GIVEN PROBLEM:
Transcribe word for word the lines spanning the line with "Expected behaviour: a marker sits on the dark wooden" through the end of the records.

MATERIALS PROVIDED:
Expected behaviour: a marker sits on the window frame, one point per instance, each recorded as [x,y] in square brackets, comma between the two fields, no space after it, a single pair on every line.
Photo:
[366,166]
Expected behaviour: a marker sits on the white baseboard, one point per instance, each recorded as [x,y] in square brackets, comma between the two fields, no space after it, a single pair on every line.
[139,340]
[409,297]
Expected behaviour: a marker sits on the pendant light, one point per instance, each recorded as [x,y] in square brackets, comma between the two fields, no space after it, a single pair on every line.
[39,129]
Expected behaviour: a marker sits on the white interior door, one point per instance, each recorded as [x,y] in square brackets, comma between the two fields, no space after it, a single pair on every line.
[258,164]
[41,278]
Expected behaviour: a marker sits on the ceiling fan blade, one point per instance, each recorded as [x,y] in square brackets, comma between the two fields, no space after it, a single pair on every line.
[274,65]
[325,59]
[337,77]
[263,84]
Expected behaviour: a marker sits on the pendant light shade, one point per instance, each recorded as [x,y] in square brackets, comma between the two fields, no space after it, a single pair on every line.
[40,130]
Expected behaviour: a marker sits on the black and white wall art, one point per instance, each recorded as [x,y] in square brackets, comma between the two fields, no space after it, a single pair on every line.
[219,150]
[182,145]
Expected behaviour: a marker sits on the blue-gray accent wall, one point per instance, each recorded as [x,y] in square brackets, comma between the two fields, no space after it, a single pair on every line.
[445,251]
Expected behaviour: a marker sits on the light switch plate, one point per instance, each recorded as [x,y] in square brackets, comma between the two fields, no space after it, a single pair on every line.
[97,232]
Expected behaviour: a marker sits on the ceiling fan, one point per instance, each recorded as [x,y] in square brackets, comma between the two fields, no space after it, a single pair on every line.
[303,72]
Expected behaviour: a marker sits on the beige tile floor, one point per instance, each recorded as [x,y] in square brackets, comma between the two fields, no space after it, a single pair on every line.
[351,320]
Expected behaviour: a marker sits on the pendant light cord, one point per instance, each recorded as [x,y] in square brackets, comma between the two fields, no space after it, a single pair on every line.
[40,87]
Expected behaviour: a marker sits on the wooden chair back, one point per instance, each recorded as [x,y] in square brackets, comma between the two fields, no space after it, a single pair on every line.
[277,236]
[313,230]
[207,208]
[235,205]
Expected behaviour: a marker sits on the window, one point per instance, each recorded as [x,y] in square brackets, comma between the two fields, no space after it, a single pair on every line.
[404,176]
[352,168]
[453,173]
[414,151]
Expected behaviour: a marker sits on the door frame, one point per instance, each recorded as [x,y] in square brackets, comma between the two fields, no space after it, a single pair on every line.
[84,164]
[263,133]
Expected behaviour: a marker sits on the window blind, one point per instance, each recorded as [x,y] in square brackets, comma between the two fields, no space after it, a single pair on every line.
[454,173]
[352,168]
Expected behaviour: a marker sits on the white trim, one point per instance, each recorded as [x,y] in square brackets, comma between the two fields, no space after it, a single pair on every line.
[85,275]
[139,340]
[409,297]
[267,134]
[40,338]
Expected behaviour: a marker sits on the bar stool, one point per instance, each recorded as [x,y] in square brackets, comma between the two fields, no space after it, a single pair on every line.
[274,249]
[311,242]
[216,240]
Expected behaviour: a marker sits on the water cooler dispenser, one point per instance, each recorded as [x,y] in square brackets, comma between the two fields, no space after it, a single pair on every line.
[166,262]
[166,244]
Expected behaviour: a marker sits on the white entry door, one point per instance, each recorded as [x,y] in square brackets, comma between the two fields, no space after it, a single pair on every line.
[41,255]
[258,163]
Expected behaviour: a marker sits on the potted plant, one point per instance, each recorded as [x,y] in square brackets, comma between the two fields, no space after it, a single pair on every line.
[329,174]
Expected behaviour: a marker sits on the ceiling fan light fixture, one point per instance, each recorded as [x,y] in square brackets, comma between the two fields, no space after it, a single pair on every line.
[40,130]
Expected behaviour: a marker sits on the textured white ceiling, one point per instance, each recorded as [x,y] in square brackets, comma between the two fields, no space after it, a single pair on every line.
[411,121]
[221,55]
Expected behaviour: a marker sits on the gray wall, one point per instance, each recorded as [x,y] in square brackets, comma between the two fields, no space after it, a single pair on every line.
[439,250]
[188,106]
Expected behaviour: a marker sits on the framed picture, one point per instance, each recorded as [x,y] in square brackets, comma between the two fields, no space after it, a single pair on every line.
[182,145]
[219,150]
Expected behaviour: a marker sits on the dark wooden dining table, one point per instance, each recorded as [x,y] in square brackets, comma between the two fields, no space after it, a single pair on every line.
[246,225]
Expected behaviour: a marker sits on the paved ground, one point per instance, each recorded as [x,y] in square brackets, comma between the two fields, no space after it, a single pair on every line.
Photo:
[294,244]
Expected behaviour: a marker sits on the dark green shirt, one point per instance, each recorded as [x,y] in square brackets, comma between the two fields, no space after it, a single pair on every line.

WORKED SOLUTION:
Expected behaviour: a marker sits on the dark wooden dining table, one point per instance, each recorded as [x,y] in square brackets, comma between the two fields, no space after it, a single pair on every line.
[246,225]
Expected behaviour: a marker sits on the paved ground, one point per instance, each recorded as [x,y] in square brackets, comma between the two fields, no space after it, a single pair on every line.
Photo:
[294,244]
Expected behaviour: a marker sits on the dark green shirt, one point per instance, each recorded as [x,y] in square brackets, comma between the two fields, no space after it, a single pair on every line.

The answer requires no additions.